[[ Provided records open ]]
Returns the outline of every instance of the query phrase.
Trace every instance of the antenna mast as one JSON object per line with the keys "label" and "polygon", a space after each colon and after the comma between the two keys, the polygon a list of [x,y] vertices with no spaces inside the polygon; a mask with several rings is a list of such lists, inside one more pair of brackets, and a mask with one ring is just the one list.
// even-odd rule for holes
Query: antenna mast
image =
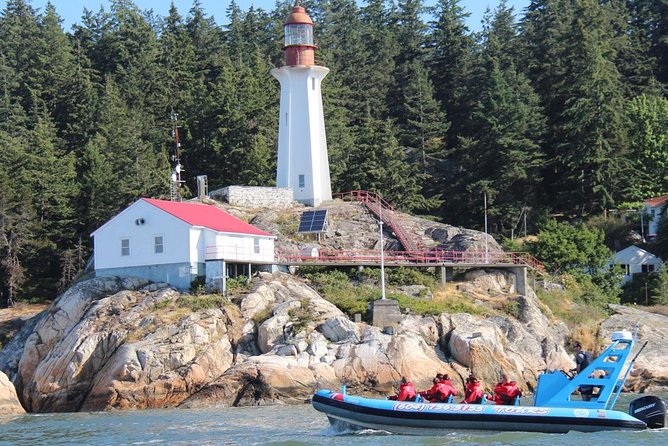
{"label": "antenna mast", "polygon": [[169,198],[172,201],[181,201],[181,141],[179,140],[179,115],[172,111],[172,138],[174,138],[174,153],[172,159],[172,172],[169,177]]}

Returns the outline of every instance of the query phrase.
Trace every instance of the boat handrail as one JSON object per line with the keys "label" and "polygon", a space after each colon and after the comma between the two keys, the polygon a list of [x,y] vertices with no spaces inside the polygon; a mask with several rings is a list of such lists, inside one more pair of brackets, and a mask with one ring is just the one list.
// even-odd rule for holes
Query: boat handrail
{"label": "boat handrail", "polygon": [[636,363],[636,359],[638,358],[640,353],[645,349],[648,342],[649,341],[645,341],[645,343],[642,345],[642,347],[640,347],[640,350],[638,350],[638,353],[636,353],[636,355],[633,357],[633,359],[629,363],[629,366],[626,369],[626,373],[624,373],[624,377],[617,382],[617,389],[616,389],[615,395],[612,397],[612,404],[610,404],[610,409],[613,409],[615,407],[615,403],[617,403],[617,398],[619,398],[619,395],[622,393],[622,388],[624,387],[624,383],[626,382],[626,378],[628,378],[629,373],[631,373],[631,370],[633,370],[633,365]]}

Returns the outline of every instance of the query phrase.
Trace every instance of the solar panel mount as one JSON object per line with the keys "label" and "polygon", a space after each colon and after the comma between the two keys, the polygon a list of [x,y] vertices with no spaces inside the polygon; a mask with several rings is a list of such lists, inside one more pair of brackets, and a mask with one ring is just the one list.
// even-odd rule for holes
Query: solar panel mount
{"label": "solar panel mount", "polygon": [[321,233],[327,231],[327,209],[306,211],[299,220],[299,233]]}

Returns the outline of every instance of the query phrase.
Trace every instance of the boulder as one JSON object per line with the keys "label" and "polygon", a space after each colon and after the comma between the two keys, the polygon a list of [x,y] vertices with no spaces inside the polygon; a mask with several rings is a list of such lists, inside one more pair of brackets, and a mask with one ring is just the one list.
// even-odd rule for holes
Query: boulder
{"label": "boulder", "polygon": [[20,415],[26,413],[19,398],[16,395],[14,384],[7,378],[7,375],[0,372],[0,416],[2,415]]}
{"label": "boulder", "polygon": [[357,342],[360,337],[360,329],[357,324],[345,316],[327,319],[317,329],[331,342]]}
{"label": "boulder", "polygon": [[[644,390],[653,386],[668,386],[668,317],[631,306],[610,305],[610,309],[613,314],[601,324],[601,338],[609,340],[614,331],[634,332],[637,329],[635,352],[647,342],[636,359],[627,388]],[[635,352],[632,352],[633,356]]]}

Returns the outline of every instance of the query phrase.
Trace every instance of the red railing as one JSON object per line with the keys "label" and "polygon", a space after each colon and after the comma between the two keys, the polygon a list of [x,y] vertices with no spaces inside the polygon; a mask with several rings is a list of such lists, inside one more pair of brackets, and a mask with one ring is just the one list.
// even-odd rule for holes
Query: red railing
{"label": "red railing", "polygon": [[[277,250],[278,263],[317,262],[327,264],[380,264],[378,250],[333,250],[320,249],[315,255],[305,255],[299,251]],[[532,268],[540,273],[544,272],[543,264],[526,252],[505,251],[451,251],[431,249],[424,251],[385,251],[383,260],[387,264],[396,265],[443,265],[466,264],[475,266],[485,265],[521,265]]]}
{"label": "red railing", "polygon": [[397,216],[397,210],[375,192],[353,190],[350,192],[340,192],[333,196],[334,198],[357,201],[364,204],[371,212],[381,219],[383,223],[392,229],[392,232],[394,232],[399,243],[401,243],[401,246],[403,246],[406,251],[421,251],[424,249],[424,244],[415,237],[414,234],[404,229],[400,221],[401,217]]}

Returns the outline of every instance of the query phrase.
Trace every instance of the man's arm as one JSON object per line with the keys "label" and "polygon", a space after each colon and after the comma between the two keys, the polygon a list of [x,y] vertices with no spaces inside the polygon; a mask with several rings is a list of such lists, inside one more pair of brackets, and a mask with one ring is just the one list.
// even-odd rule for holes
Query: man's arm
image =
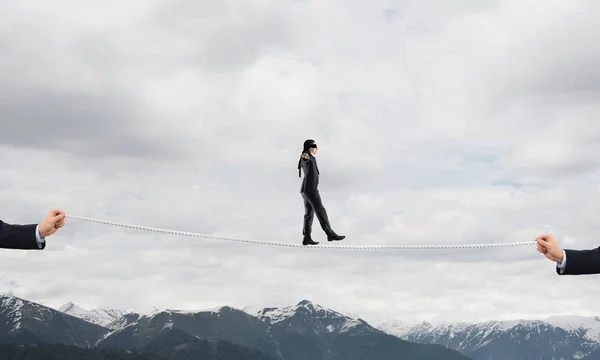
{"label": "man's arm", "polygon": [[0,248],[43,250],[46,241],[40,236],[39,225],[11,225],[0,220]]}
{"label": "man's arm", "polygon": [[315,167],[315,163],[311,159],[302,159],[302,161],[308,161],[308,165],[306,166],[306,186],[304,192],[309,194],[315,193],[317,191],[317,168]]}
{"label": "man's arm", "polygon": [[563,250],[563,253],[562,262],[556,266],[559,275],[600,274],[600,247],[591,250]]}

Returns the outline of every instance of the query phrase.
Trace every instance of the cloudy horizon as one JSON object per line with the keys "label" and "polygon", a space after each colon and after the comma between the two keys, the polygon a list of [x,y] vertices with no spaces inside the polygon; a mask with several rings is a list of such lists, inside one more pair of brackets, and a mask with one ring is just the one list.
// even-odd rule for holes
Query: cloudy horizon
{"label": "cloudy horizon", "polygon": [[[600,245],[600,3],[0,2],[0,219],[51,207],[302,241],[296,168],[345,245]],[[313,237],[327,243],[315,218]],[[320,250],[68,219],[0,251],[0,292],[59,308],[286,306],[377,324],[600,315],[535,246]]]}

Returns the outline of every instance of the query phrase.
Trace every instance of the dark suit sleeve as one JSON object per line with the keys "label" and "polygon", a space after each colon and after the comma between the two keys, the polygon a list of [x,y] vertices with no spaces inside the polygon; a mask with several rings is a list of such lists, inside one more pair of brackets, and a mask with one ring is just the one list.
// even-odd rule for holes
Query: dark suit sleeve
{"label": "dark suit sleeve", "polygon": [[304,175],[306,177],[306,186],[304,188],[304,192],[313,194],[317,191],[317,167],[315,166],[314,161],[306,159],[303,160],[308,161],[306,174]]}
{"label": "dark suit sleeve", "polygon": [[42,250],[46,247],[46,242],[42,242],[42,247],[38,246],[35,236],[37,224],[28,225],[10,225],[0,220],[0,248],[17,250]]}
{"label": "dark suit sleeve", "polygon": [[592,250],[566,250],[567,261],[559,275],[589,275],[600,274],[600,247]]}

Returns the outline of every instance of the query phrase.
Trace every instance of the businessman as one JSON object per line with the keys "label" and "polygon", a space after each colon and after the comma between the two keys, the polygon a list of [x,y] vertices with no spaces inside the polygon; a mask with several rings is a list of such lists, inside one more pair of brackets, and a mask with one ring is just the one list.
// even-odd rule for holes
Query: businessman
{"label": "businessman", "polygon": [[65,225],[65,213],[51,209],[39,224],[11,225],[0,220],[0,249],[43,250],[46,237]]}
{"label": "businessman", "polygon": [[536,238],[537,250],[556,262],[559,275],[600,274],[600,247],[590,250],[561,249],[552,234]]}
{"label": "businessman", "polygon": [[304,142],[304,148],[302,149],[302,155],[298,160],[298,176],[301,176],[301,168],[304,170],[304,179],[302,179],[302,185],[300,186],[300,193],[304,199],[304,227],[302,229],[302,235],[304,240],[302,245],[317,245],[318,242],[314,241],[311,237],[312,224],[315,213],[317,219],[321,224],[321,228],[327,234],[328,241],[339,241],[346,238],[343,235],[338,235],[331,229],[329,224],[329,218],[327,217],[327,211],[321,201],[321,195],[319,194],[319,167],[317,166],[317,144],[313,139],[308,139]]}

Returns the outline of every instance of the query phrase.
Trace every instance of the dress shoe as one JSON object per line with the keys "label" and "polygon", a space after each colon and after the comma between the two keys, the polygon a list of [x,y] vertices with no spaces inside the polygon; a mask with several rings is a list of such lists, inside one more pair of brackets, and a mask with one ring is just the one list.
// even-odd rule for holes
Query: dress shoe
{"label": "dress shoe", "polygon": [[331,234],[327,235],[327,241],[340,241],[340,240],[344,240],[346,238],[346,236],[344,235],[338,235],[334,232],[332,232]]}
{"label": "dress shoe", "polygon": [[304,241],[302,241],[302,245],[317,245],[319,242],[311,239],[310,236],[305,236]]}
[[ Provided records closed ]]
About this exercise:
The first line of the records begins the span, and the line containing "Query: antenna mast" ends it. Reproduce that span exactly, both ends included.

Exercise answer:
Returns the outline of every instance of the query phrase.
Trace every instance of the antenna mast as one JSON object per line with the keys "label" and "polygon", a space after each colon and after the comma between the two keys, the polygon a list of [x,y] vertices with no spaces inside the polygon; a mask with several rings is a list of such lists, inside one more pair of brackets, and a mask with one ring is just the one list.
// even-odd rule for holes
Query: antenna mast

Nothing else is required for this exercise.